-- START OF MATERIAL --

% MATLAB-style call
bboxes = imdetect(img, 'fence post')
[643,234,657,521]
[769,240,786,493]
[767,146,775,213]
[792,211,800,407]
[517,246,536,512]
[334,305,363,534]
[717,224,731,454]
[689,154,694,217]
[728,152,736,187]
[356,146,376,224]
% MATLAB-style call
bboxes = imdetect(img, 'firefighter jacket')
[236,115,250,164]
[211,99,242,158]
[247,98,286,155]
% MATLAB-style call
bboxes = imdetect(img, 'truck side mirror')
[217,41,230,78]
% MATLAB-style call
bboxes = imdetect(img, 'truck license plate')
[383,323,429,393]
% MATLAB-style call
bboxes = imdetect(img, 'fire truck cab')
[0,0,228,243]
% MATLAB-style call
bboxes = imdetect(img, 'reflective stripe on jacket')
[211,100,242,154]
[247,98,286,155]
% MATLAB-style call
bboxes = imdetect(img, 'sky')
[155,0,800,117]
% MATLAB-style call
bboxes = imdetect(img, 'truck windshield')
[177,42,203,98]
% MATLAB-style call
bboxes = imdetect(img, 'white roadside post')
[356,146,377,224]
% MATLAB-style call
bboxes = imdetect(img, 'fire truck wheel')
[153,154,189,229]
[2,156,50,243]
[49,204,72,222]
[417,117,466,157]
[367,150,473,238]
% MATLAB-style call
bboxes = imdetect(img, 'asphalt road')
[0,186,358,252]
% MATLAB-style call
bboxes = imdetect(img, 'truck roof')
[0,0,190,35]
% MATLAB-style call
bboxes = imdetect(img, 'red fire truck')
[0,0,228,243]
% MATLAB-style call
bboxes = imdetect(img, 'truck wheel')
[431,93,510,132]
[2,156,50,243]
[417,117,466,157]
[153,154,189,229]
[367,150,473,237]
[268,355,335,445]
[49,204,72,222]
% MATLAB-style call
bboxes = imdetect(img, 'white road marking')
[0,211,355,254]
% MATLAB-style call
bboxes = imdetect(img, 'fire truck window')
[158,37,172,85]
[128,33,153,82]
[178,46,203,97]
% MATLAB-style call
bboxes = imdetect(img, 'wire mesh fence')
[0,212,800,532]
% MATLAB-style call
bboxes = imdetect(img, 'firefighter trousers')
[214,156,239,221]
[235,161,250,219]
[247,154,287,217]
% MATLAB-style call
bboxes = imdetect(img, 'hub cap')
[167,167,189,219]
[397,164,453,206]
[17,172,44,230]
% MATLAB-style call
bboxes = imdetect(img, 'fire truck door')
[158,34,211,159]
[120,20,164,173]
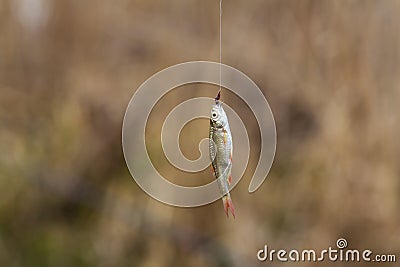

-- END OF MATERIAL --

● **CHALLENGE**
Gather every line above that contains the word "white", and copy each one out.

● **EXPECTED OUTPUT**
bboxes = imdetect(img, 'white roadside post')
bboxes = imdetect(img, 'white road marking')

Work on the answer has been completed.